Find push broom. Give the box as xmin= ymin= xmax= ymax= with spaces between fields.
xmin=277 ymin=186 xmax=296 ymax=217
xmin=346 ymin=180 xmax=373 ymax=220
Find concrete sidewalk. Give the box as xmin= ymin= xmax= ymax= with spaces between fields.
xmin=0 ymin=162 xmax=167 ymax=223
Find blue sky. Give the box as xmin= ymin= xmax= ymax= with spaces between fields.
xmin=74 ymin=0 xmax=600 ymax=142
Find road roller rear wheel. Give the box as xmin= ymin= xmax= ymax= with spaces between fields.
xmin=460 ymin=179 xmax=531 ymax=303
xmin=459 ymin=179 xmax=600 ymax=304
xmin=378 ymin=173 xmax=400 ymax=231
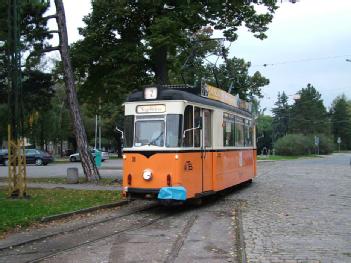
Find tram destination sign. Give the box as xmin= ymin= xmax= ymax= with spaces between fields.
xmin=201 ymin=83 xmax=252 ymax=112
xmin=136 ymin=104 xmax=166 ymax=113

■ ■ ■ ■ ■

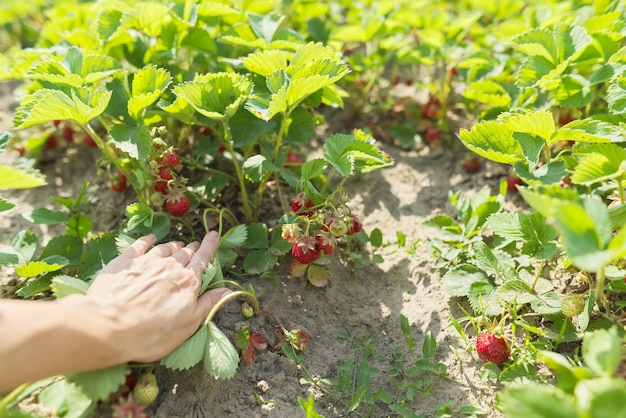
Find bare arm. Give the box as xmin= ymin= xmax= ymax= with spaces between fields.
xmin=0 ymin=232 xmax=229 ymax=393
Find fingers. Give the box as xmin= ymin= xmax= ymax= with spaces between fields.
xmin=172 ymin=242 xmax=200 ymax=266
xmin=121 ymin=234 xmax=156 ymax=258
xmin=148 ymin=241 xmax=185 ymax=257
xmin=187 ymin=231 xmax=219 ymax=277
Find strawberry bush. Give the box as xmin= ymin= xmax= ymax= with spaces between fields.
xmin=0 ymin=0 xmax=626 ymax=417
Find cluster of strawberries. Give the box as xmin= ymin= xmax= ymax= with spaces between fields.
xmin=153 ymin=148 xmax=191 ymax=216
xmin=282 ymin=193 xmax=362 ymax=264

■ ■ ■ ■ ■

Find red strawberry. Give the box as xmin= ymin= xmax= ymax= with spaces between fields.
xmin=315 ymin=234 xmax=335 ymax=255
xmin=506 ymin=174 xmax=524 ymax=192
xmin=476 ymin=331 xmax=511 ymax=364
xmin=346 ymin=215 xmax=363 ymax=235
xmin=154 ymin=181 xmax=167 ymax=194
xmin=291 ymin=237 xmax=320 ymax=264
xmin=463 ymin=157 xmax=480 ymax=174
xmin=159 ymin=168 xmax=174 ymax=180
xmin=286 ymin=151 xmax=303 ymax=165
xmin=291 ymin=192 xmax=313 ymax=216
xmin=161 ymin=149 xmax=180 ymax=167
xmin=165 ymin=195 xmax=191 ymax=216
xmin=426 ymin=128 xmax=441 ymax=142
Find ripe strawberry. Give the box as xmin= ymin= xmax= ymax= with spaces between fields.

■ ■ ■ ■ ■

Rewrite only the records from the line with "Find push broom." up to and including the line with "xmin=378 ymin=173 xmax=400 ymax=231", replacing "sidewalk" with "pavement" and leaving everything else as it is.

Find push broom. Give the box as xmin= ymin= xmax= ymax= with spaces between fields.
xmin=277 ymin=186 xmax=296 ymax=217
xmin=346 ymin=180 xmax=373 ymax=220
Find concrete pavement. Give the box as xmin= ymin= xmax= ymax= with spaces between fields.
xmin=0 ymin=162 xmax=167 ymax=223
Find blue sky. Give the box as xmin= ymin= xmax= ymax= with spaces between fields.
xmin=74 ymin=0 xmax=600 ymax=142
Find road roller rear wheel. Give the box as xmin= ymin= xmax= ymax= with spaces between fields.
xmin=460 ymin=179 xmax=531 ymax=303
xmin=459 ymin=179 xmax=600 ymax=304
xmin=378 ymin=173 xmax=400 ymax=231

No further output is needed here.